> [Passage]:

********************

Treasury chief’s budget defcit warning
Treasury secretary Steven Kennedy has endorsed years of massive budget deficits, calling for the government to ‘sensibly taper’ spending but delay more aggressive budget repair.
Treasury secretary Steven Kennedy has endorsed years of massive budget deficits, calling for the government to “sensibly taper” spending but delay more aggressive budget repair to allow the Reserve Bank to “normalise” monetary policy while pursuing full employment.
“This unusual episode of macroeconomic policy is now coming to an end,” Dr Kennedy told a Senate estimates committee hearing on Wednesday. “The fiscal policy impulse is receding, reflecting the temporary and targeted nature of the policy response.”
Dr Kennedy said after $337bn in direct government support through the health crisis, emergency spending was no longer required. He noted the RBA had also ended its extraordinary bond-buying programs.
“Despite these early steps towards normalisation, macroeconomic policy settings are still far from usual,” he said. “Interest rates are still close to zero and are expected to remain historically low for some time. It will not be until we see interest rates rise back toward more usual levels that the risks associated with very low interest rates abate.”
Dr Kennedy warned a more abrupt turn towards austerity could force the RBA to hold rates lower to cushion the fiscal drag on the economy. “In these circumstances, it is important that the withdrawal of fiscal policy support is tapered, as it currently is, to ensure that monetary policy has an opportunity to normalise,” he said.
“However, there is an even more compelling reason for fiscal support to sensibly taper, and that is the opportunity to achieve full employment.”
The RBA has forecast the jobless rate will reach 3.75 per cent by the end of this year.
Dr Kennedy said policymakers needed to approach these lower levels of unemployment cautiously, but the country should “test these boundaries”, even as he flagged the potential for a wages outbreak as the jobless rates declined towards 50-year lows.

********************

> [Extracted records]:
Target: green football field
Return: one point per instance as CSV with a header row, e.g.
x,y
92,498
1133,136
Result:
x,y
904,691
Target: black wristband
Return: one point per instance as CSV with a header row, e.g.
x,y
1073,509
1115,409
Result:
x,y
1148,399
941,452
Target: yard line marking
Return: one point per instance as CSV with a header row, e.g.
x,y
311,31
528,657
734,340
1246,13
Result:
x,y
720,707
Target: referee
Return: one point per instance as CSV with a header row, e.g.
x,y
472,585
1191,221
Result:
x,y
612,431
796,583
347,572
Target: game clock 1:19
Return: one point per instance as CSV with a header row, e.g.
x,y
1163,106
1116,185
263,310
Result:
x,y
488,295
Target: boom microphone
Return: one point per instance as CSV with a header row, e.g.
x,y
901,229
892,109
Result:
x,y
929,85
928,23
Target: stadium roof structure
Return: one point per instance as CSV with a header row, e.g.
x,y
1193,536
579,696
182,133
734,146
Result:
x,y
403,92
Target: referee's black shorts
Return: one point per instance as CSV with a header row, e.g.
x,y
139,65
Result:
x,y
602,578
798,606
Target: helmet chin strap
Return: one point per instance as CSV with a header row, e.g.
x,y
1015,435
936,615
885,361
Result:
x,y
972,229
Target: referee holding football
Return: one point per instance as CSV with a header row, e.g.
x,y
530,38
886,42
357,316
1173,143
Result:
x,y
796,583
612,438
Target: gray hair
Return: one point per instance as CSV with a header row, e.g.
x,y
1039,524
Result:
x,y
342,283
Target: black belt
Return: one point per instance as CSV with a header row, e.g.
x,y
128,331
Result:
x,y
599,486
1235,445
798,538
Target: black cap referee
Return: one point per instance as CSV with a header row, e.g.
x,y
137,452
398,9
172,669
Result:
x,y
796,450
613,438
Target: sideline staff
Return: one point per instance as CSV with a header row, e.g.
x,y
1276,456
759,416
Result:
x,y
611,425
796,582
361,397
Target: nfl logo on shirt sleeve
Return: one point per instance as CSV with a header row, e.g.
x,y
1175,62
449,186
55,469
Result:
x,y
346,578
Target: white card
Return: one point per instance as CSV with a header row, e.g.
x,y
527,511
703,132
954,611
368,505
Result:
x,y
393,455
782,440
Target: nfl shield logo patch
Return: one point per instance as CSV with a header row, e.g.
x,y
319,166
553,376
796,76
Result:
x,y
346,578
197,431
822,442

********************

> [Exercise requirements]:
1. Decide whether each statement agrees with the Treasury article, answering yes or no and quoting the words that settle it: (a) Kennedy spoke at a Senate estimates committee hearing on Wednesday. (b) The RBA is still running its extraordinary bond-buying programs. (c) The RBA expects the jobless rate to reach 3.75 per cent by the end of this year.
2. According to the Treasury article, how much direct government support was provided through the health crisis?
Answer from the Treasury article alone, not from the listing.

> [Answers below]:
1.
(a) Yes: "Dr Kennedy told a Senate estimates committee hearing on Wednesday"
(b) No: "He noted the RBA had also ended its extraordinary bond-buying programs."
(c) Yes: "The RBA has forecast the jobless rate will reach 3.75 per cent by the end of this year."

2. $337bn